Gegevensset:
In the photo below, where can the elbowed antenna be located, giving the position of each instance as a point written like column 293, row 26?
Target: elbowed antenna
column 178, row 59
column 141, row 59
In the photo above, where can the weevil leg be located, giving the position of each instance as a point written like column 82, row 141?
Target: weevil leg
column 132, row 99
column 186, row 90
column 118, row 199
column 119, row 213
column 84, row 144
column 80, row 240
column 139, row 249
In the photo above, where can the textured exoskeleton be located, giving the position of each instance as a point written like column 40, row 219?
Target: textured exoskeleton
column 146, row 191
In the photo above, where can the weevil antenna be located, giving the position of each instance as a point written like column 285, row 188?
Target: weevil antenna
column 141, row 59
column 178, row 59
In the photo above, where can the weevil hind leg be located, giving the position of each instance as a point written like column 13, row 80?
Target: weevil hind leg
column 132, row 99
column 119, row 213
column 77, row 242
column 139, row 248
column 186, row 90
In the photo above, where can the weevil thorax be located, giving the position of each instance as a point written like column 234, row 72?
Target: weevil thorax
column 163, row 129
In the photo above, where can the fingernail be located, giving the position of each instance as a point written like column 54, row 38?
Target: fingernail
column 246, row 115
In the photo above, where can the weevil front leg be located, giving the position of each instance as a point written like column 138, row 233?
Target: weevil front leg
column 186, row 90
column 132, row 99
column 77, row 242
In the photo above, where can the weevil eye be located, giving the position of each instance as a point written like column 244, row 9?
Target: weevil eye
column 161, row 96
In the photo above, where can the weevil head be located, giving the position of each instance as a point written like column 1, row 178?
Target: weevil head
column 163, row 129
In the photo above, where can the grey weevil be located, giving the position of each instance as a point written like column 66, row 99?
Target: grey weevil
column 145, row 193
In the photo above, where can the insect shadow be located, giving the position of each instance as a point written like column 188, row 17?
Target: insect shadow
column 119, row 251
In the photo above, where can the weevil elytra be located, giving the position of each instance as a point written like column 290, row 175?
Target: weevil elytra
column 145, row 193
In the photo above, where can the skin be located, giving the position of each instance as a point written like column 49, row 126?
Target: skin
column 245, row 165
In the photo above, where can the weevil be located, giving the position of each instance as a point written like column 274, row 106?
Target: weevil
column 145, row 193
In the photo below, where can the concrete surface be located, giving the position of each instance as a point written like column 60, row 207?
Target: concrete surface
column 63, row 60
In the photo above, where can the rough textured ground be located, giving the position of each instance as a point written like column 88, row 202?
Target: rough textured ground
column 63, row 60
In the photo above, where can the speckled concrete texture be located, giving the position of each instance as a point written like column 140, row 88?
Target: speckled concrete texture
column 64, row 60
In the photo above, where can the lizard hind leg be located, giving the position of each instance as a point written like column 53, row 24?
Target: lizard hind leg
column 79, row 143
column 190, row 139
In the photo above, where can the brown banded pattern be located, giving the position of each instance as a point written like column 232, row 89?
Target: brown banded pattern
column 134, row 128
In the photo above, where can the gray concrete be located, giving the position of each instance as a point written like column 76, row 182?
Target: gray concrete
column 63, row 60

---

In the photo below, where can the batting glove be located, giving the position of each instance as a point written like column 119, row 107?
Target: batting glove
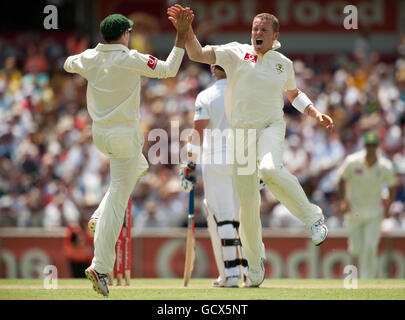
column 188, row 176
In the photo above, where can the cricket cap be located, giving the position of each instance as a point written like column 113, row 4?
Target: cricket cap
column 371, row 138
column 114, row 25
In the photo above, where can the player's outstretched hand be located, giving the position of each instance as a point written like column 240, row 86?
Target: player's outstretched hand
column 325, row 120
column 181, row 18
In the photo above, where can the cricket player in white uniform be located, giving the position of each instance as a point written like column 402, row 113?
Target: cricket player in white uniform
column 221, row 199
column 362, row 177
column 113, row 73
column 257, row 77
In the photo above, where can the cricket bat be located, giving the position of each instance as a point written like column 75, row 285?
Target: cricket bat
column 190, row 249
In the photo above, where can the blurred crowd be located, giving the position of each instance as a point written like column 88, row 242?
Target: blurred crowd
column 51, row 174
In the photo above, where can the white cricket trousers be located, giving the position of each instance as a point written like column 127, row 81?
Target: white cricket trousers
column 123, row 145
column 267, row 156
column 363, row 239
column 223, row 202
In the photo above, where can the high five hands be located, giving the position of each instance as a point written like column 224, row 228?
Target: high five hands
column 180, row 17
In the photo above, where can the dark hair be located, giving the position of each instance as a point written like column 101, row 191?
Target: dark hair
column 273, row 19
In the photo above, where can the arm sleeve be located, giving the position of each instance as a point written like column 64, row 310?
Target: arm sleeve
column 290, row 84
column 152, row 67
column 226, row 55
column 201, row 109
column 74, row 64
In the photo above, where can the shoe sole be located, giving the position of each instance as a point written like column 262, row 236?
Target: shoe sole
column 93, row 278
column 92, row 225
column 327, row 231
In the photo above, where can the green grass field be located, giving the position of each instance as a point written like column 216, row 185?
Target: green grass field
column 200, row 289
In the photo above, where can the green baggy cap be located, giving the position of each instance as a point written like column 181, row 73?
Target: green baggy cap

Te volgen instructies: Neem het deel dat opent met de regel met "In the photo above, where can the weevil front" en sluit met de regel met "column 161, row 96", en vervang daarin "weevil front leg" door "weevil foreleg". Geef alleen die regels opnieuw, verder ongewijzigd.

Het resultaat:
In the photo above, where can the weevil foreleg be located, giving the position of each instance as a point written like column 138, row 233?
Target: weevil foreleg
column 186, row 90
column 132, row 99
column 77, row 242
In the photo above, where can the weevil eye be located, giving the position of each instance as a point written like column 244, row 9?
Target: weevil eye
column 161, row 96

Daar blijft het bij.